Stated problem 1. In the linear programming solution below, list every intercept point found while graphing the constraints in Step 1.
Stated problem 2. Copy out every line of the rows below that contains the word "dark".

Text excerpt.
'''

5.3 Q-3

Question Statement

Maximize the objective function:
$z = 2x + 3y$
Subject to the constraints:
$3x + 4y \leq 12 \quad \text{(1)}$
$2x + y \leq 4 \quad \text{(2)}$
$x \geq 0 \quad \text{(3)}$
$y \geq 0 \quad \text{(4)}$

Background and Explanation

In this optimization problem, we are tasked with maximizing the function $z = 2x + 3y$ , subject to a set of linear inequalities. To solve this, we will use linear programming techniques, specifically the graphical method. This involves plotting the constraints, identifying the feasible region, and calculating the value of the objective function at each vertex (corner point) of the feasible region.

Solution

Step 1: Graph the Constraints

Constraint 1: $3x + 4y \leq 12$
Rearrange the inequality to find the boundary line:
$3x + 4y = 12$

Find the intercepts:

Set $x = 0$ , solve for $y$ :
$4y = 12 \quad \Rightarrow \quad y = 3$
So, the point is $(0, 3)$ .
Set $y = 0$ , solve for $x$ :
$3x = 12 \quad \Rightarrow \quad x = 4$
So, the point is $(4, 0)$ .

Constraint 2: $2x + y \leq 4$
Rearrange the inequality to find the boundary line:
$2x + y = 4$

Find the intercepts:

Set $x = 0$ , solve for $y$ :
$y = 4$
So, the point is $(0, 4)$ .
Set $y = 0$ , solve for $x$ :
$2x = 4 \quad \Rightarrow \quad x = 2$
So, the point is $(2, 0)$ .

Checking the feasibility:

At $x = 0, y = 0$ , both constraints hold:
$0 + 0 < 12 \quad \text{and} \quad 0 + 0 < 4$
Both are true, so the origin is part of the feasible region.

Step 2: Identify the Feasible Region

The feasible region is the intersection of the half-planes defined by the constraints, which form a quadrilateral in the first quadrant. We plot the lines $3x + 4y = 12$ and $2x + y = 4$ on the graph, and the feasible region is the area where all constraints are satisfied.

Step 3: Find the Corner Points

The corner points of the feasible region are the intersections of the boundary lines:

$(0, 3)$ from constraint 1.

'''

Exercise inputs.
'''

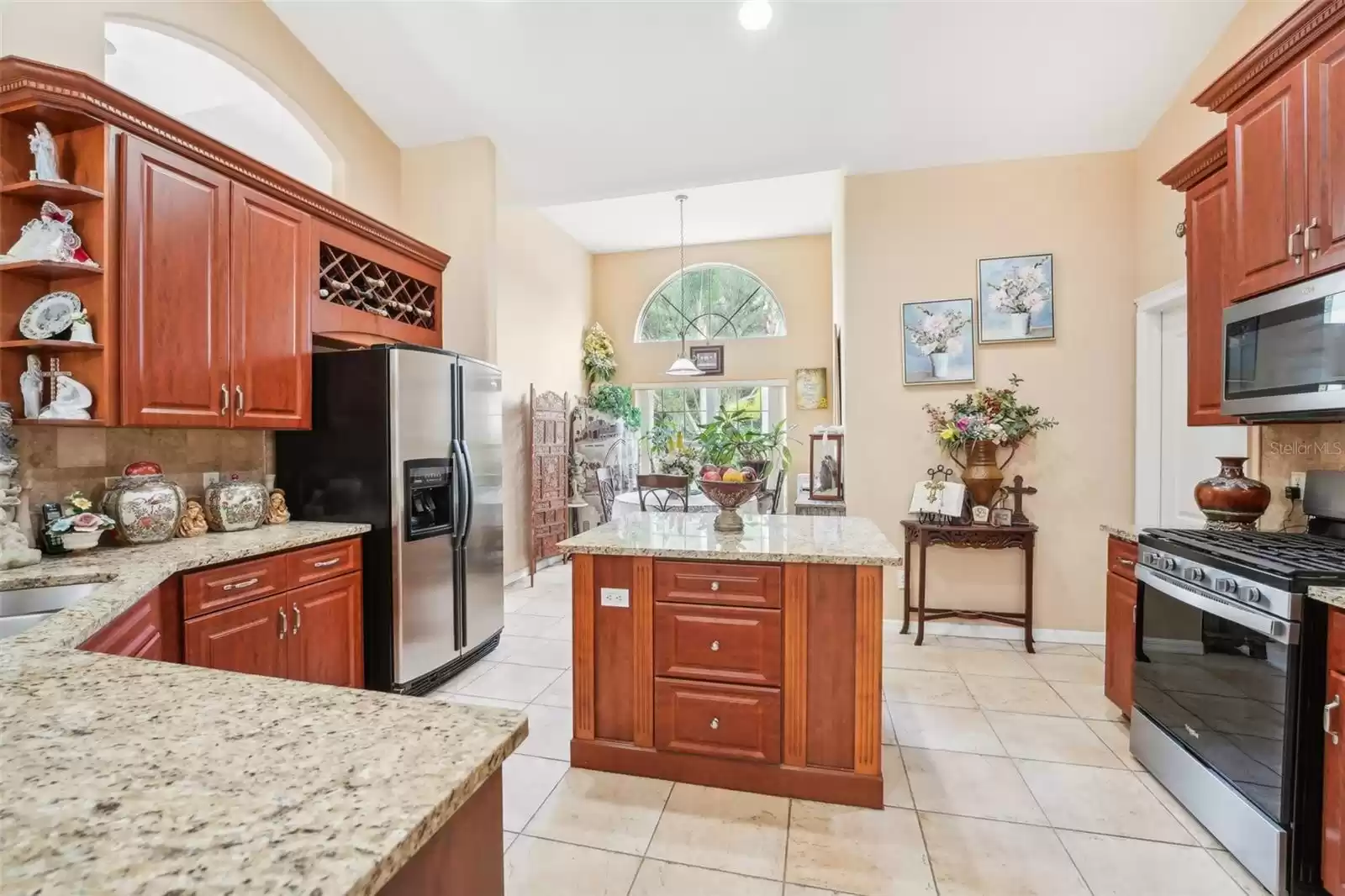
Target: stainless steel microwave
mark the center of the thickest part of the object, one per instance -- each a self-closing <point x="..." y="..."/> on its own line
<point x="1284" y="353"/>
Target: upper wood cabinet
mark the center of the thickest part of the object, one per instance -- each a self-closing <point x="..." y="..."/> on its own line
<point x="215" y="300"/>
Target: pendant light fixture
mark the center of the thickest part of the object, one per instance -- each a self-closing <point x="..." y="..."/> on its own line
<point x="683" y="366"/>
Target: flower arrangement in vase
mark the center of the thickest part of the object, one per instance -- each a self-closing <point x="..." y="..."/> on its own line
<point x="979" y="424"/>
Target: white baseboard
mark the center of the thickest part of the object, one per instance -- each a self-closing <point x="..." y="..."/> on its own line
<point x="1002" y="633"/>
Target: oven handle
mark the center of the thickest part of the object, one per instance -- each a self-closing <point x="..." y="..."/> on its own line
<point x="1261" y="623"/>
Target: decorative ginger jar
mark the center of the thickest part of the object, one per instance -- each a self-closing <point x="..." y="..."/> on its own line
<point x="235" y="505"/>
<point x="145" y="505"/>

'''
'''

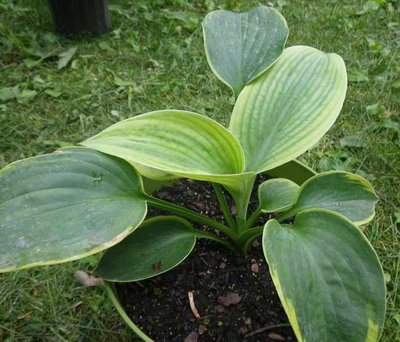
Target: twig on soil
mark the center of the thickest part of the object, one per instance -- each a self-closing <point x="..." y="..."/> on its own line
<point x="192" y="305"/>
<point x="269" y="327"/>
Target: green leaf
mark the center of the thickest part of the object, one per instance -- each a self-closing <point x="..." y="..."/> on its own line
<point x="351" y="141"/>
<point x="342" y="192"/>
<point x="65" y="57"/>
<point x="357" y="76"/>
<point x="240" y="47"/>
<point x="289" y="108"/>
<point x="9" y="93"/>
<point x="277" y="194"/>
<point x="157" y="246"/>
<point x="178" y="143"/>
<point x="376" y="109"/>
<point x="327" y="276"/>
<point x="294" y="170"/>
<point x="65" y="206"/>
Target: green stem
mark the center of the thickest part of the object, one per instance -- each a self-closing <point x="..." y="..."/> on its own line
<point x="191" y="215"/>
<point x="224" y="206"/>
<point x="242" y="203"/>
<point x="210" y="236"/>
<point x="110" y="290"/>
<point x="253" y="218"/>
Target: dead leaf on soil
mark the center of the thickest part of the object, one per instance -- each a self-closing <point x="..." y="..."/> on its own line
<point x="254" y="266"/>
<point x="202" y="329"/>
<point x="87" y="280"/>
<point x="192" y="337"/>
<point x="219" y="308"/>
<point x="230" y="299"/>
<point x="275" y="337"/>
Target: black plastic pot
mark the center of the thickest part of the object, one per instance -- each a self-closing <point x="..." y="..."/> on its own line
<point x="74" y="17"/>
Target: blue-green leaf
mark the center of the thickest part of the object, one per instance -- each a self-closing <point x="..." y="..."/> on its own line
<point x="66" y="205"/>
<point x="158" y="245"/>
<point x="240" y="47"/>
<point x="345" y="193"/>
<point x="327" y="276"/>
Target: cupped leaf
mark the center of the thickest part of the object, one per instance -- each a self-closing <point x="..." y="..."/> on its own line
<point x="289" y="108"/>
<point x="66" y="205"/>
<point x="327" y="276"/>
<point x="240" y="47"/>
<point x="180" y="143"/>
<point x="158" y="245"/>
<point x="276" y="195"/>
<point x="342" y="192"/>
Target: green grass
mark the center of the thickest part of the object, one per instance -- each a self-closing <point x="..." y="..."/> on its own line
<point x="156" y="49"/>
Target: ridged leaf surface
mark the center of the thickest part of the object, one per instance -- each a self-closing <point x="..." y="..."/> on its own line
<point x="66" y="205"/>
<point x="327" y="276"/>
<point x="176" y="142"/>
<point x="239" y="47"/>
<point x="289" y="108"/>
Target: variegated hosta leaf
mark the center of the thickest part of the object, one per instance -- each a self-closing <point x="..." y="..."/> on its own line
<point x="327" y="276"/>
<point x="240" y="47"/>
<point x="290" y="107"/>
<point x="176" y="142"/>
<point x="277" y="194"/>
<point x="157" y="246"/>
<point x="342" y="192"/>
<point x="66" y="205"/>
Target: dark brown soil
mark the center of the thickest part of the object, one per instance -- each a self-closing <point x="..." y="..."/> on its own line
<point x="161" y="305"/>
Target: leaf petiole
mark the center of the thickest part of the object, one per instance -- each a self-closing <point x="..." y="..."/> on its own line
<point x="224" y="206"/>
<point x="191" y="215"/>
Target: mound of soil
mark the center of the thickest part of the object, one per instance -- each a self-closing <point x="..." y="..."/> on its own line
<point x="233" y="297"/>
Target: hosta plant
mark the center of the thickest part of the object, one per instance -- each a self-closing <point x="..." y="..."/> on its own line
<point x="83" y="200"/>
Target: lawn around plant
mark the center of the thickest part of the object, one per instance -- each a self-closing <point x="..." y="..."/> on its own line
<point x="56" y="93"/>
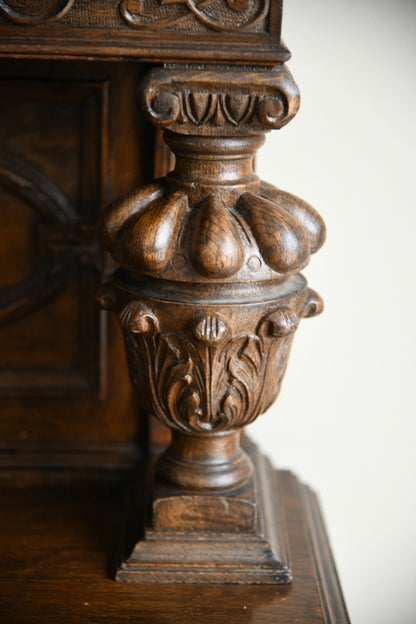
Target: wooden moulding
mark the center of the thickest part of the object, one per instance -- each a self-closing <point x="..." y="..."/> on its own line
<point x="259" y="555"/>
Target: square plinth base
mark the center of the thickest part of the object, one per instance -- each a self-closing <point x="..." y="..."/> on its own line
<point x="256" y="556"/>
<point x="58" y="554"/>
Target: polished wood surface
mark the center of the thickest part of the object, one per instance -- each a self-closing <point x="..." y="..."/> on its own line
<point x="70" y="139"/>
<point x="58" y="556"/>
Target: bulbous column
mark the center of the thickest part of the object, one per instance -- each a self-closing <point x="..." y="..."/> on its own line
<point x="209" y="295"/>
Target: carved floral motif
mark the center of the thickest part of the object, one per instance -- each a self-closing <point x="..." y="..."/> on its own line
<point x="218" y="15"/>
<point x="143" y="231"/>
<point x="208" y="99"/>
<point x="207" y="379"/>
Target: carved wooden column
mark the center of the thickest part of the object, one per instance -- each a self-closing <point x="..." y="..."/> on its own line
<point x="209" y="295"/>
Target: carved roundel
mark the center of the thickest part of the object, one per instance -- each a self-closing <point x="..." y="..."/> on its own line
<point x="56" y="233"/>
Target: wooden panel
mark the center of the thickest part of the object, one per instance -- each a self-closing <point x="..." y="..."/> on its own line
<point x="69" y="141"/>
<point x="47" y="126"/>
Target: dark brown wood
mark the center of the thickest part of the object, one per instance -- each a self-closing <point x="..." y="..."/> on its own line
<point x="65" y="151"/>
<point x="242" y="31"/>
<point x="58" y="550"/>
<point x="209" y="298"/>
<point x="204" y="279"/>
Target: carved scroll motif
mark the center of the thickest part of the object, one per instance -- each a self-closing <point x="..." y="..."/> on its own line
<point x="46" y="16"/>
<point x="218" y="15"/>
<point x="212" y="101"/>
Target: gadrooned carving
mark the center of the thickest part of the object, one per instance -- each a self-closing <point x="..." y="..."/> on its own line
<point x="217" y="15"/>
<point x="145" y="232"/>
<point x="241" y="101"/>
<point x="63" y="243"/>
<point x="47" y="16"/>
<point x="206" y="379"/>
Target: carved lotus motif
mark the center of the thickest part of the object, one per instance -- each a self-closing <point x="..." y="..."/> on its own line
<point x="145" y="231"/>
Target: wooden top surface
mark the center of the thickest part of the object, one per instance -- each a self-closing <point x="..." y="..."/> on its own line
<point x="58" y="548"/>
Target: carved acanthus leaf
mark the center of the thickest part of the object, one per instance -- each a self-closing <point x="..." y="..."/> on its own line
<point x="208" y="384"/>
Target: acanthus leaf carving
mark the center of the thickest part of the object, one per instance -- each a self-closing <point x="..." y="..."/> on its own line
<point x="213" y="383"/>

'''
'''

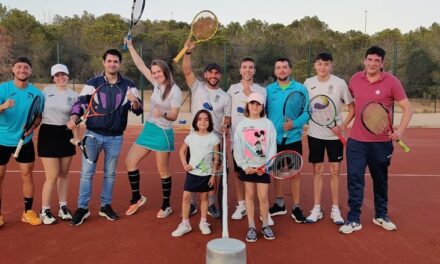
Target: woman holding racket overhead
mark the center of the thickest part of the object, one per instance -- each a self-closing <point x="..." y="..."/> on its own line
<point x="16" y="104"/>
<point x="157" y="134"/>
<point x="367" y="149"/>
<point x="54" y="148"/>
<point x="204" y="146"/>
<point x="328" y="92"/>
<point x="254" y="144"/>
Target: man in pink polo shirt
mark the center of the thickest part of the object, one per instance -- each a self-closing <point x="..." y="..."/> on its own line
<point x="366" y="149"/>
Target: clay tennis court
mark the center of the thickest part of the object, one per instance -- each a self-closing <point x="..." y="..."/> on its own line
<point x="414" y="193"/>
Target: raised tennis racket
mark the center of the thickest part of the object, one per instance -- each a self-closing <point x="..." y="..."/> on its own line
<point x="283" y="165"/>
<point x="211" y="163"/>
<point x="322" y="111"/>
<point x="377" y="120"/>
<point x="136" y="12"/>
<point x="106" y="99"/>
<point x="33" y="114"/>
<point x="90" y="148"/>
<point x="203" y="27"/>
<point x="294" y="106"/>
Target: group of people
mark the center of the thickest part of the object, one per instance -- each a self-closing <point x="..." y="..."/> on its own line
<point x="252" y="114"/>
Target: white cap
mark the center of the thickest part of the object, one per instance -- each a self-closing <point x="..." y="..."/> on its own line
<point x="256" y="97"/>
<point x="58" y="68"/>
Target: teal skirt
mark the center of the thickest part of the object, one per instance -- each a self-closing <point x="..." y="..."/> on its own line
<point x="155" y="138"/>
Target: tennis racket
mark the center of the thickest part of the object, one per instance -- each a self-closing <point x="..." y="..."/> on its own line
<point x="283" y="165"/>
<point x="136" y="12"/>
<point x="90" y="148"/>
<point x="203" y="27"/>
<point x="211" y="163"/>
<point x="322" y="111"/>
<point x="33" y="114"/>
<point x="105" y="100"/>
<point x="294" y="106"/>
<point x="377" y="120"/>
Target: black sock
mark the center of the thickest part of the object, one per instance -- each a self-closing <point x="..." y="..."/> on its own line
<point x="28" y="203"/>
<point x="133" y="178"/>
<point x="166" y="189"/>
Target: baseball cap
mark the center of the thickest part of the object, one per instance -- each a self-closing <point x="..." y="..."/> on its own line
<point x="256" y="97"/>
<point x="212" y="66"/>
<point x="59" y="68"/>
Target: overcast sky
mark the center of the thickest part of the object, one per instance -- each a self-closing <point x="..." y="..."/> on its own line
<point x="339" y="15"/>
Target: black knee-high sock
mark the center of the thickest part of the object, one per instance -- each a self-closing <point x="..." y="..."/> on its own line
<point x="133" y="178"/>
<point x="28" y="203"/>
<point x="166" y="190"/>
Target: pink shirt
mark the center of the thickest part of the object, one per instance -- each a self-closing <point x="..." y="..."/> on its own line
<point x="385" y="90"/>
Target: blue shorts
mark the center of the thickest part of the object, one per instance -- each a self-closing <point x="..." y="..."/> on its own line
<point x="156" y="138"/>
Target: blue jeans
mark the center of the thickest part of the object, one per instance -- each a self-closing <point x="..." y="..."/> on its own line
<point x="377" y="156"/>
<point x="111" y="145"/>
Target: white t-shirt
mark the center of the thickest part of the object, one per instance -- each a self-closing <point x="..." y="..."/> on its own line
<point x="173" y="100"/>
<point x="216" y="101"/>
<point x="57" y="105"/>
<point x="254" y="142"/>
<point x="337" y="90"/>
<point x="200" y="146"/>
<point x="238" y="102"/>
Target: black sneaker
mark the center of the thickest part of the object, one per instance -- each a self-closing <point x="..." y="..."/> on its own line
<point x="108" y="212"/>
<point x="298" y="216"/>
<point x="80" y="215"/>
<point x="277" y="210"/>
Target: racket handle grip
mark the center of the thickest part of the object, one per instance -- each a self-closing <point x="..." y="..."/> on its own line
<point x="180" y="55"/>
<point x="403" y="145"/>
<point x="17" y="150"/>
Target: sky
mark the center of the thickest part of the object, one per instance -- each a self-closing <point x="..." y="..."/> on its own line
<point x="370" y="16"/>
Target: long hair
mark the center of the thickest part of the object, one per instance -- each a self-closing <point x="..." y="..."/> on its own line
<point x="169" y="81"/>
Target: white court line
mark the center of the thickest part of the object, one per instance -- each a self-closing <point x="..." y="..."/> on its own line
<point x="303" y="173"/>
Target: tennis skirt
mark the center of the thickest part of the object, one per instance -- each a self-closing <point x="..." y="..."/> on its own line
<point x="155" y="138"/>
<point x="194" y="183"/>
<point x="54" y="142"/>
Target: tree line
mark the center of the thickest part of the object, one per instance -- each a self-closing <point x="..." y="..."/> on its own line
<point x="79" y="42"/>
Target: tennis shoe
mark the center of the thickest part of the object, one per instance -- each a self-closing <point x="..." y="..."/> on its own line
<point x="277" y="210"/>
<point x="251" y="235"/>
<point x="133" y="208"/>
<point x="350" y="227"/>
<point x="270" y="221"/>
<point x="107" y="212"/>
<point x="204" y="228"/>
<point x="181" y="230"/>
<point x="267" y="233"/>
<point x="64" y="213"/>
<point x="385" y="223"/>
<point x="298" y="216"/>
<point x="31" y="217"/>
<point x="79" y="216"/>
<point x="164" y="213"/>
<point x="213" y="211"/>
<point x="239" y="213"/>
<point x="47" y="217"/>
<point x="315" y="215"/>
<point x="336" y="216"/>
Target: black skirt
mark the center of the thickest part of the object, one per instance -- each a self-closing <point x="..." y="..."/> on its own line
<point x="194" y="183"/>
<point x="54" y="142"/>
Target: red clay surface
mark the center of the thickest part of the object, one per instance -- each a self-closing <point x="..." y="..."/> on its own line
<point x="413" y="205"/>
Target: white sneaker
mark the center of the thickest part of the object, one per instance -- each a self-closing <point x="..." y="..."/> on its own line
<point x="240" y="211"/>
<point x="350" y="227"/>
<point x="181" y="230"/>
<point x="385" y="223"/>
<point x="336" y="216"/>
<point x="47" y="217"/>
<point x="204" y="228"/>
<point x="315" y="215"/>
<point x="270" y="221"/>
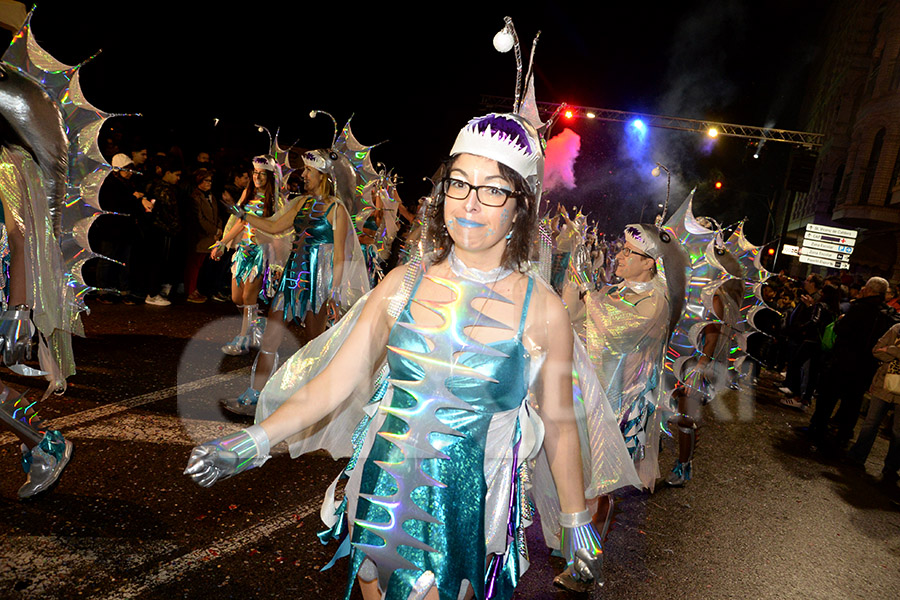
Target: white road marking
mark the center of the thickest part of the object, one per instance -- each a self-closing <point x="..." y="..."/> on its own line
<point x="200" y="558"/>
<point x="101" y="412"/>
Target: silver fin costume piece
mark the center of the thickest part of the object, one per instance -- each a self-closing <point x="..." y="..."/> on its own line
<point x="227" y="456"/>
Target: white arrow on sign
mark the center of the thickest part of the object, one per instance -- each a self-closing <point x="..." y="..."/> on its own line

'''

Written solution 1.
(0, 3)
(4, 0)
(0, 4)
(2, 0)

Written solution 2.
Target: dark brown soil
Target: dark brown wood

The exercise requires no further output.